[YOUR OBJECTIVE]: Rescale the data below from the line with "Mark a point on each instance of the metal" up to and including the line with "[(737, 106), (847, 34)]", copying every line in full but multiplying each point coordinate in the answers by 0.6 and rounding to the nearest whole number, with halves rounded up. Give only these lines.

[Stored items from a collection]
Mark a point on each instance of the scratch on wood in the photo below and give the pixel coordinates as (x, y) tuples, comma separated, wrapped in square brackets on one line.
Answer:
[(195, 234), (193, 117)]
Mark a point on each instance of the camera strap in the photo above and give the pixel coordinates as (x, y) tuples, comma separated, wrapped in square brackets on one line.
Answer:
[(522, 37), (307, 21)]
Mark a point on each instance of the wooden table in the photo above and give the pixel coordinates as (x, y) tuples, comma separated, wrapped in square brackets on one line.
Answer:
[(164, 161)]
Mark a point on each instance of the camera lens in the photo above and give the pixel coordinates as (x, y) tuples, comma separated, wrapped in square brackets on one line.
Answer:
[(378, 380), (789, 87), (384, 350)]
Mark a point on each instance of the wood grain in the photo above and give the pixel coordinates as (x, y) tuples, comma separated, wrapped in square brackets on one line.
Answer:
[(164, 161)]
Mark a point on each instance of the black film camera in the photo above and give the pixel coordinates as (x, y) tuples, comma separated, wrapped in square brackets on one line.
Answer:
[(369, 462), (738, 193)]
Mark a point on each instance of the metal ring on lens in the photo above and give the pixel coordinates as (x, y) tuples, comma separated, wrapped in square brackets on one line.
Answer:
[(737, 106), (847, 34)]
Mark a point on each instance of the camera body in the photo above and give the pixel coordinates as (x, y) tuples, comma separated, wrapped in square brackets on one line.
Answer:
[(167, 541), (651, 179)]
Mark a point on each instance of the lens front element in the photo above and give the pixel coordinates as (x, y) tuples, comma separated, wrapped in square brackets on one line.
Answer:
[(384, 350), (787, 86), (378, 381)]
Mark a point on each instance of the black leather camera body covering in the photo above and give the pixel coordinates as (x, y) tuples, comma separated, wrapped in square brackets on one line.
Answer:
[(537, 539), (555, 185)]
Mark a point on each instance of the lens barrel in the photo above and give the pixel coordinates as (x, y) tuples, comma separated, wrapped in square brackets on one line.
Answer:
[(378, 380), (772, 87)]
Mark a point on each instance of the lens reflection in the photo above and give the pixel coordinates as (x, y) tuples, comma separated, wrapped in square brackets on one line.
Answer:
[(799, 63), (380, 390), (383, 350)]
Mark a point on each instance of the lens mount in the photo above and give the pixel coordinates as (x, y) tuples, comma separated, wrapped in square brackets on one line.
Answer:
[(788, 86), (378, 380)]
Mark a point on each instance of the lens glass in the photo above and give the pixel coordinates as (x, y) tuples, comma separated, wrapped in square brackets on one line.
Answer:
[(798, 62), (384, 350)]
...
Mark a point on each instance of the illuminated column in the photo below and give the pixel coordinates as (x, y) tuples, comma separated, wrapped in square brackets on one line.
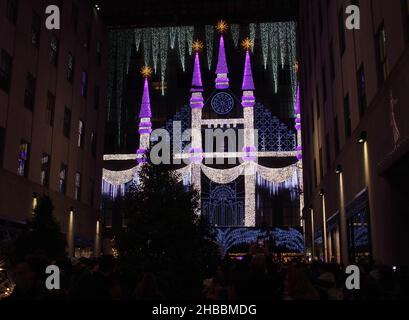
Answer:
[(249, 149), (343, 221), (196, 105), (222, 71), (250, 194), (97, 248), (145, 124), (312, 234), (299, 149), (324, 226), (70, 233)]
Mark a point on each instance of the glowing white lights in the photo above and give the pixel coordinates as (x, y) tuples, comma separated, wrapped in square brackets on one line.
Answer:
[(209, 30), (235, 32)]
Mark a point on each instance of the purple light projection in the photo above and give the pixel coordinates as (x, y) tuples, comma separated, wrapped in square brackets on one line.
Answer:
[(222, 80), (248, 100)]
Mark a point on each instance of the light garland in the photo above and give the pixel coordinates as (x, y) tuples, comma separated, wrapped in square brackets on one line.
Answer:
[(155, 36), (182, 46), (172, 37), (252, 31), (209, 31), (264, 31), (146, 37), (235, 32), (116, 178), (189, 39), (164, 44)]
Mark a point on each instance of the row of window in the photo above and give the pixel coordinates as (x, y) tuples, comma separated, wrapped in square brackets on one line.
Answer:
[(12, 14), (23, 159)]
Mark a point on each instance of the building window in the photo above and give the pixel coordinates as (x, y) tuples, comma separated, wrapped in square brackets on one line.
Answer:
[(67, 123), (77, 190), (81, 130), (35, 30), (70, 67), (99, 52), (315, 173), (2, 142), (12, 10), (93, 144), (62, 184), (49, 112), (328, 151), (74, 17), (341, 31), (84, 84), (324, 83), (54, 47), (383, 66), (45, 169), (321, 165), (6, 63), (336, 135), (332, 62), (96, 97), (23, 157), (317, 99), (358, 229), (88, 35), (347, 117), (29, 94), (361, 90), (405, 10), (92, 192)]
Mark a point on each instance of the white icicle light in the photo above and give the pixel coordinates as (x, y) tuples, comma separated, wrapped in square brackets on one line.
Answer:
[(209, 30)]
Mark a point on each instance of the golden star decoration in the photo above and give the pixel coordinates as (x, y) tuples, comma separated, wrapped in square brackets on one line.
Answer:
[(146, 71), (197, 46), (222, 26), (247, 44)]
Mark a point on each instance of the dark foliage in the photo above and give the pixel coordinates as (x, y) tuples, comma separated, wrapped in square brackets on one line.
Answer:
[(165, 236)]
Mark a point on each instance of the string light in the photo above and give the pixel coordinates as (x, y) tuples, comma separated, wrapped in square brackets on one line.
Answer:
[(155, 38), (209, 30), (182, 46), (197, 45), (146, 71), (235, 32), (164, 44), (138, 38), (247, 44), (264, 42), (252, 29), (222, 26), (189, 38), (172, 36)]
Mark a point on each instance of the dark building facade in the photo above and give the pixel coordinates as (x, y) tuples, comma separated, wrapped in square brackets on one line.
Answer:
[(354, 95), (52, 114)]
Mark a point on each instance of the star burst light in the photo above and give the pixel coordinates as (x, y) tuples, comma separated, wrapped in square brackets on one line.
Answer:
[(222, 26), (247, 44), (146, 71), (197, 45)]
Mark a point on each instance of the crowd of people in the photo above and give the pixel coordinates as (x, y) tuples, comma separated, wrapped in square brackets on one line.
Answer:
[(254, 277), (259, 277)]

[ANSWER TO THIS EXERCISE]:
Mark a point on each instance of the metal ring on lens in the photo above and give the pixel coordinates as (x, y) tuples, comma separated, wrapped in square brackets on one line.
Answer:
[(442, 64), (508, 20)]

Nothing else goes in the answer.